> **YOUR GOAL**: Copy everything from the line containing "the gold vertical" down through the end of the entries, swapping "chandelier" for "light fixture" and leaving all else unchanged.

> **DATA FOR THIS TASK**:

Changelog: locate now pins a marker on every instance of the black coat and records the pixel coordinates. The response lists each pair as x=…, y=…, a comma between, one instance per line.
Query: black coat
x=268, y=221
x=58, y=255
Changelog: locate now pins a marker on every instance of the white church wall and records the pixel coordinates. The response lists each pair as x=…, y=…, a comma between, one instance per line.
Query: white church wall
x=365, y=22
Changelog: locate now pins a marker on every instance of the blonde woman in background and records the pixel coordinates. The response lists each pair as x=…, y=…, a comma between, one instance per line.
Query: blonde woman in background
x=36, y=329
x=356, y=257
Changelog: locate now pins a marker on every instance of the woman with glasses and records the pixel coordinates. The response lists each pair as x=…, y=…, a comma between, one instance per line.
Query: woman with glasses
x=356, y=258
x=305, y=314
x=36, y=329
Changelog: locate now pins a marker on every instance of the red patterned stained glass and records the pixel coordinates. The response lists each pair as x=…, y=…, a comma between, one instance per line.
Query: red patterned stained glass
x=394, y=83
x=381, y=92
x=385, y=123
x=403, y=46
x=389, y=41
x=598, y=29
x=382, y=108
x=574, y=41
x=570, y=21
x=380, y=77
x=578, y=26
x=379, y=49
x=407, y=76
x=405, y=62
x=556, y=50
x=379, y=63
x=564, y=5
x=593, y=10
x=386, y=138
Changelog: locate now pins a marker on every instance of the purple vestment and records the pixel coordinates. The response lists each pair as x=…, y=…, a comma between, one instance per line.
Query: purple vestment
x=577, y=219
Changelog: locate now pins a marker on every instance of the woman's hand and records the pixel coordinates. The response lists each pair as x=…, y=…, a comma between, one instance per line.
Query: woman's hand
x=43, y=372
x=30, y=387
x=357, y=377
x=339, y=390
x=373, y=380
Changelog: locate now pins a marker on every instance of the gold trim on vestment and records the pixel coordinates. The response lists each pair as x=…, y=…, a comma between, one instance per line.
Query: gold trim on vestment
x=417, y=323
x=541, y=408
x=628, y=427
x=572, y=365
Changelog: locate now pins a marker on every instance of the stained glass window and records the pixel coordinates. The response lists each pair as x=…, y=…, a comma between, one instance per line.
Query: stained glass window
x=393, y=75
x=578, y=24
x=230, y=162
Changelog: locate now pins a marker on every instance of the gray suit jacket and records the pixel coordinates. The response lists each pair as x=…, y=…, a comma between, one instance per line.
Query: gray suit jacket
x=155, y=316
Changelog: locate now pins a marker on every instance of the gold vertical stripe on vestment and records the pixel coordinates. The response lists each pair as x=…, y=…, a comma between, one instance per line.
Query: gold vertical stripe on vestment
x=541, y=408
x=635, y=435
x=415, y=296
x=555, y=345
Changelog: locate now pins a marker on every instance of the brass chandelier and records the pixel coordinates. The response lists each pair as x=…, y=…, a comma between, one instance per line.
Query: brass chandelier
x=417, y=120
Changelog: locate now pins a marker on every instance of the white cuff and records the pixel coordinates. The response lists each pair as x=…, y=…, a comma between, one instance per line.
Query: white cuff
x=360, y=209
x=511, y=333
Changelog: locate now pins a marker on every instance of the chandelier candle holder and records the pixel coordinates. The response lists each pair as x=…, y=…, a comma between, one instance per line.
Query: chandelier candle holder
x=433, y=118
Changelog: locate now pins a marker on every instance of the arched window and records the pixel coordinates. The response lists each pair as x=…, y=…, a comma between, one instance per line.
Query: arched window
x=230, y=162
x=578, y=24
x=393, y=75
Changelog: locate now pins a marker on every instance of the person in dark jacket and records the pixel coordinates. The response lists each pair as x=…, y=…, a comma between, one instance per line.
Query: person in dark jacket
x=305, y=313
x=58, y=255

> **SOLUTION TO THIS TASK**:
Changelog: locate now pins a marker on every instance of the gold vertical stripe on vestment and records the pixel coordinates. The response lists each pair as x=…, y=…, a comma between, one instance per line.
Query: gold vertical stripe on vestment
x=541, y=408
x=635, y=435
x=415, y=296
x=555, y=345
Changelog: locate now pins a marker on every instance of the brass light fixture and records the pixel coordinates. The response lists each pair as x=…, y=…, a comma between, one instance per line.
Query: brass light fixture
x=417, y=120
Changelog: locate now pins a marker on every instance of the white cuff and records the pixel coordinates. The response lists each pair as x=…, y=…, a comma between, one instance per line.
Query: white cuff
x=360, y=209
x=511, y=333
Changelog: locate now pins a marker on every instance of the light fixture candle holder and records the pixel coordinates. The response lists each pair as x=…, y=…, a comma between, one instance per line.
Query: light fixture candle holder
x=433, y=118
Changelog: locate now pins a marker on every instance of the arched window and records the pixel coordinates. The response lists each pair as x=…, y=…, a comma between, one instance per line.
Query: arched window
x=230, y=162
x=578, y=24
x=393, y=75
Changelog: locate now pins a marker on every instance of the person in dark jacket and records the pixel coordinates. The response lists each pair as x=…, y=…, a comma between, one instance per line.
Query: person in dark jacket
x=305, y=313
x=58, y=255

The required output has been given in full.